Problem statement:
Beginning with the line containing "Target: puppy's right ear" and ending with the last line of the records, set down every line exactly.

Records to process:
-------------------------

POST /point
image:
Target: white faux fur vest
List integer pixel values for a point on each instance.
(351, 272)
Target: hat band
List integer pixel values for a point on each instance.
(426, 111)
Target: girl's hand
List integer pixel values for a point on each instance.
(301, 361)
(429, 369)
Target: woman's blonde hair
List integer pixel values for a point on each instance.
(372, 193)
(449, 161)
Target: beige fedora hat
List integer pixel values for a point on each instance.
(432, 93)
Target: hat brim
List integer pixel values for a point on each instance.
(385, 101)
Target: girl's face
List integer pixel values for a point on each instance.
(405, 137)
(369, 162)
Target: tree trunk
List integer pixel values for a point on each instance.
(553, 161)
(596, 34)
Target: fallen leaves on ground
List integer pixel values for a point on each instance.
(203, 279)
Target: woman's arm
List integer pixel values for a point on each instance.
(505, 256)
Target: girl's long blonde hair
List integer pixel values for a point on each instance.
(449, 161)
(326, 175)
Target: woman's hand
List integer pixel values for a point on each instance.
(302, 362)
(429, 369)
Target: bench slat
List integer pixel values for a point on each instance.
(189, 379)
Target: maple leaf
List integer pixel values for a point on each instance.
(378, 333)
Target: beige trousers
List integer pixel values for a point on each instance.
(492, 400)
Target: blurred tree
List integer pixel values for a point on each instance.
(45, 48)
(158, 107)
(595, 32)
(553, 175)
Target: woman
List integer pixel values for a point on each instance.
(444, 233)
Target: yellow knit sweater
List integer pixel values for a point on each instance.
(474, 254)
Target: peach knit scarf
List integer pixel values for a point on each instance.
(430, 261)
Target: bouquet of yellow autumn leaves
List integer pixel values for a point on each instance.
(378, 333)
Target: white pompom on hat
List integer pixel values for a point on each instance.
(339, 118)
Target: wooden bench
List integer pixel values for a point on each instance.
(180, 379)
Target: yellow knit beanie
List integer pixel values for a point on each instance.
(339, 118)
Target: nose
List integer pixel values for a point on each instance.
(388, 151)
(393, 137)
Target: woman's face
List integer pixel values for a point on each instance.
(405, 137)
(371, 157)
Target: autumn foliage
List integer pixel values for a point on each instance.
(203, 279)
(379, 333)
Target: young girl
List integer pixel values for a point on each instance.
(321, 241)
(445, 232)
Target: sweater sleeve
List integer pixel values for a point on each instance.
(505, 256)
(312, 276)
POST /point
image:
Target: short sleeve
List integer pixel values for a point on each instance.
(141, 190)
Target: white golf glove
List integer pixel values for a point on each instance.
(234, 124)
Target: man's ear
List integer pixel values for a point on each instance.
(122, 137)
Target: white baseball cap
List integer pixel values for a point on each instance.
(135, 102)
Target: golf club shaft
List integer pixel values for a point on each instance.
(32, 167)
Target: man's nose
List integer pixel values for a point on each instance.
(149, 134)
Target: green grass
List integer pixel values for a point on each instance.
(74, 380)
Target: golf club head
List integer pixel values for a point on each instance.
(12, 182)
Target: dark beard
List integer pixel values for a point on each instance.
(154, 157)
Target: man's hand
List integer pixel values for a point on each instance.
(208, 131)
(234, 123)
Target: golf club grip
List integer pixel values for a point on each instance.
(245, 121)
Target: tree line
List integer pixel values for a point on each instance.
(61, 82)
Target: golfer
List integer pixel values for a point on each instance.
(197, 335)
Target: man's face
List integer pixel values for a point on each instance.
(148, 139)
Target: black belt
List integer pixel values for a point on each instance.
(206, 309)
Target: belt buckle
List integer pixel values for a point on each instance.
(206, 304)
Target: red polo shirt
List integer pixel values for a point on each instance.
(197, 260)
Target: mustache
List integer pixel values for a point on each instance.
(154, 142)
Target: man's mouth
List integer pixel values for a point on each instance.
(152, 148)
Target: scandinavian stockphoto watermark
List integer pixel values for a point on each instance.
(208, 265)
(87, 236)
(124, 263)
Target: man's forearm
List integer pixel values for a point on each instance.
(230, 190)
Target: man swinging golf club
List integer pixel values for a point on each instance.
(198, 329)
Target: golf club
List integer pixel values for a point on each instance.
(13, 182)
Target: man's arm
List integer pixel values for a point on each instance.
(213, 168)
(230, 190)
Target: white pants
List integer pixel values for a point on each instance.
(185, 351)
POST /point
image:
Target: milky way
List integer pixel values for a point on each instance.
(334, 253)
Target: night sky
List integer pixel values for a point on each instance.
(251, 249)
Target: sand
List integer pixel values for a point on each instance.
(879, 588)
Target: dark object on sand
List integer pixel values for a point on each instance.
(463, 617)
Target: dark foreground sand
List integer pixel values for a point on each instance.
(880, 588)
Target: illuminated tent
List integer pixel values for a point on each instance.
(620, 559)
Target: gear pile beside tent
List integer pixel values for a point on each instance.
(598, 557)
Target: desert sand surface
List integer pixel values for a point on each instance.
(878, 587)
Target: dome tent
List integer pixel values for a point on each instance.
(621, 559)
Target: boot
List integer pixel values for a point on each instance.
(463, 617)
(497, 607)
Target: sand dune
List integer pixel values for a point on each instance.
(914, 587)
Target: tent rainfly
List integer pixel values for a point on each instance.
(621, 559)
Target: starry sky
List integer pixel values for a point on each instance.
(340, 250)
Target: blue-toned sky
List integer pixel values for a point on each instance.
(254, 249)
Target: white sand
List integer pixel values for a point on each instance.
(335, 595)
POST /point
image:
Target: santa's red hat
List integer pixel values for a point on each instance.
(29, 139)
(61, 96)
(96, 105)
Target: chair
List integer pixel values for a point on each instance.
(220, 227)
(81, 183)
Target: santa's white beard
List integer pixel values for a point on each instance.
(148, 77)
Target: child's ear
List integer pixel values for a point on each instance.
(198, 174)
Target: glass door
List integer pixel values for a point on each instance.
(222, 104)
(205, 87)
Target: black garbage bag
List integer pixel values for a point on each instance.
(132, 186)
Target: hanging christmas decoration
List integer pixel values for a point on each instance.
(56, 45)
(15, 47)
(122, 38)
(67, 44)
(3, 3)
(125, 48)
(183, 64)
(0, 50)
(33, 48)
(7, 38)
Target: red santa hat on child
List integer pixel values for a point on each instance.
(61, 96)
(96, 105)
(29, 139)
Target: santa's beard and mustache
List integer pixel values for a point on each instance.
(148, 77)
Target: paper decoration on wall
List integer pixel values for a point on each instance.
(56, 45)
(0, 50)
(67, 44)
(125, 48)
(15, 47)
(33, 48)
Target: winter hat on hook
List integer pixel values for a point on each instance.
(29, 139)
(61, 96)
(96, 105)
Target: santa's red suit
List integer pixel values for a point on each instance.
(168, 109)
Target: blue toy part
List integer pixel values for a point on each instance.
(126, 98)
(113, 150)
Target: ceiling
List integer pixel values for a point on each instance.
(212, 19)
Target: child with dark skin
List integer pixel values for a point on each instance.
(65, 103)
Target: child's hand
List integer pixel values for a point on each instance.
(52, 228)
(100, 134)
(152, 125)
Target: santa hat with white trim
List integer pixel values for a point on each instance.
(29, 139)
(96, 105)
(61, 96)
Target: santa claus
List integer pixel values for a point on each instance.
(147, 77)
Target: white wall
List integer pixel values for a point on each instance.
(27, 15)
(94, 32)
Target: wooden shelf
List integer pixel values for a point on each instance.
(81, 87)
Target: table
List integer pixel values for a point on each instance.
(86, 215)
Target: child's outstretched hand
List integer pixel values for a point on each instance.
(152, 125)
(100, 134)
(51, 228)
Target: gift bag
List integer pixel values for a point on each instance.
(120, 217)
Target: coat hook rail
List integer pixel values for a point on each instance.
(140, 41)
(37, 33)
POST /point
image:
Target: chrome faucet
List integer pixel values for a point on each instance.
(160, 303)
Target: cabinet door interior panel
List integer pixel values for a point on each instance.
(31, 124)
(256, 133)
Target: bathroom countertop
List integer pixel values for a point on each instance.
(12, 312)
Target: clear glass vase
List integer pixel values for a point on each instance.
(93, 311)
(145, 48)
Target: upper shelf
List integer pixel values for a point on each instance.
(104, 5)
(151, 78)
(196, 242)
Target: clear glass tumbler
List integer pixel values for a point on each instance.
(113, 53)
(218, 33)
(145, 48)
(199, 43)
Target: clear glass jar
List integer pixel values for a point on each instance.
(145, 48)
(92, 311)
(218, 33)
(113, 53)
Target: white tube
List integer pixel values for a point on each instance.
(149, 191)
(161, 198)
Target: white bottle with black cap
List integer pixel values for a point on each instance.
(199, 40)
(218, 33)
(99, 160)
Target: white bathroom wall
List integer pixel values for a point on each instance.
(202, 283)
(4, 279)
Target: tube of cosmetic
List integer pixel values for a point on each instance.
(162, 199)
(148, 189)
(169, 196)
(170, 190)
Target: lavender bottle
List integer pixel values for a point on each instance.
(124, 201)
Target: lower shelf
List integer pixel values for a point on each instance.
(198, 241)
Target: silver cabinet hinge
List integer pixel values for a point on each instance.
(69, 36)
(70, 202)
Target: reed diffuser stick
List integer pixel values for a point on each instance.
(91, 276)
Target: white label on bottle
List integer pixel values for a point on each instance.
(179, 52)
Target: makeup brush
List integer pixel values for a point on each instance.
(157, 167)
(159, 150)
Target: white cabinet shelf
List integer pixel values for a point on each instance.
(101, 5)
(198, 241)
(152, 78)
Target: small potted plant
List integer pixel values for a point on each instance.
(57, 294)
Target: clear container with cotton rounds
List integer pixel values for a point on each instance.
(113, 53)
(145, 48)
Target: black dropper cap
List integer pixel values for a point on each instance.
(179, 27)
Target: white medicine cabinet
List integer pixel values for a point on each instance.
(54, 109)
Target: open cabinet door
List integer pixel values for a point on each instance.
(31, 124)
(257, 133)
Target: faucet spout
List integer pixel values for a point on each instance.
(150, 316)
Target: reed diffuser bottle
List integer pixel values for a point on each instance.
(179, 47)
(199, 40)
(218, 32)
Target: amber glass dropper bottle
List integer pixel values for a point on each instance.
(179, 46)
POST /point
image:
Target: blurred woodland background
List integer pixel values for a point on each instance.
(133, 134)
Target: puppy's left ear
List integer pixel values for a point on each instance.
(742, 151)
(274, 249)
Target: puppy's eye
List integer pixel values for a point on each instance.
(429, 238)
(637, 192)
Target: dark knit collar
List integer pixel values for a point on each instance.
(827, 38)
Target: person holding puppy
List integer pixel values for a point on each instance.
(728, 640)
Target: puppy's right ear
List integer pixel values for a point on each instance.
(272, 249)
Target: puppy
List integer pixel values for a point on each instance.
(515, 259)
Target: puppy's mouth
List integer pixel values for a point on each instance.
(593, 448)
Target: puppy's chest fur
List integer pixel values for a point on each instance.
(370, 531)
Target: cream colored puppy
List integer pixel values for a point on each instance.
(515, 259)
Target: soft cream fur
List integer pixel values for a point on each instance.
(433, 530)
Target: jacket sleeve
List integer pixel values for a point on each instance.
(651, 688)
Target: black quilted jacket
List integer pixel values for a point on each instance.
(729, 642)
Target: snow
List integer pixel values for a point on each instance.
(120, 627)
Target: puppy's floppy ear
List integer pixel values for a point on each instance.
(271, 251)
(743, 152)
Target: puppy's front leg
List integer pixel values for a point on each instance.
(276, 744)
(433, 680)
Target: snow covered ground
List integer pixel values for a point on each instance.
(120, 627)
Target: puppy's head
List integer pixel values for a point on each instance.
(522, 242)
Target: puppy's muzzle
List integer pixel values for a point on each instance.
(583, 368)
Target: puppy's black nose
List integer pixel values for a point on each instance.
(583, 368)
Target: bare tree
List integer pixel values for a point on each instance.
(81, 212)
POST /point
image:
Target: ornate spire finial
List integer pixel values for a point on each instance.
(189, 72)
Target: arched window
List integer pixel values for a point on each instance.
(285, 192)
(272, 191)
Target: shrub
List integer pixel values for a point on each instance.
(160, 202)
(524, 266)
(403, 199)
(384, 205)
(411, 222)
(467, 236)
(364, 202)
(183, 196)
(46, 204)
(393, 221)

-------------------------

Solution to the exercise:
Target: puppy's right ear
List integer pixel values for a point on each instance.
(272, 249)
Target: puppy
List integer pixel values for a point on each instance.
(515, 259)
Target: puppy's mouth
List integer pixel values for a point on each instance.
(593, 448)
Target: puppy's chest fur
List integer pixel values for a point on each instance.
(370, 531)
Target: cream colored puppy
List integer pixel values for a point on each instance.
(515, 259)
Target: soft cream fur
List integer pixel values for a point on each instance.
(433, 530)
Target: jacket sleeve
List integer pixel values for a point on each instance.
(651, 688)
Target: black quilted jacket
List integer pixel values for a point on each instance.
(729, 642)
Target: snow
List integer pixel values for a point on each instance.
(120, 627)
Target: puppy's floppy ear
List integer pixel values for a point on each instance.
(271, 251)
(743, 152)
Target: puppy's front leg
List integer pixel values for a point on each instance.
(276, 744)
(433, 680)
Target: snow covered ground
List integer pixel values for a point on each instance.
(120, 627)
Target: puppy's head
List integer pixel values for a point on each instance.
(522, 242)
Target: puppy's muzzle
List integer pixel values for a point on each instance.
(583, 368)
Target: puppy's black nose
List integer pixel values for a point on each instance.
(583, 368)
Target: bare tree
List integer pixel values for a point on each instance.
(81, 212)
POST /point
image:
Target: ornate spire finial
List integer pixel values for a point on each instance.
(189, 72)
Target: arched window
List integer pixel values for a point on each instance.
(285, 192)
(272, 191)
Target: shrub
List integer pixel values for a point on each instance.
(160, 202)
(524, 266)
(403, 199)
(384, 205)
(411, 222)
(467, 236)
(364, 202)
(183, 196)
(46, 204)
(393, 221)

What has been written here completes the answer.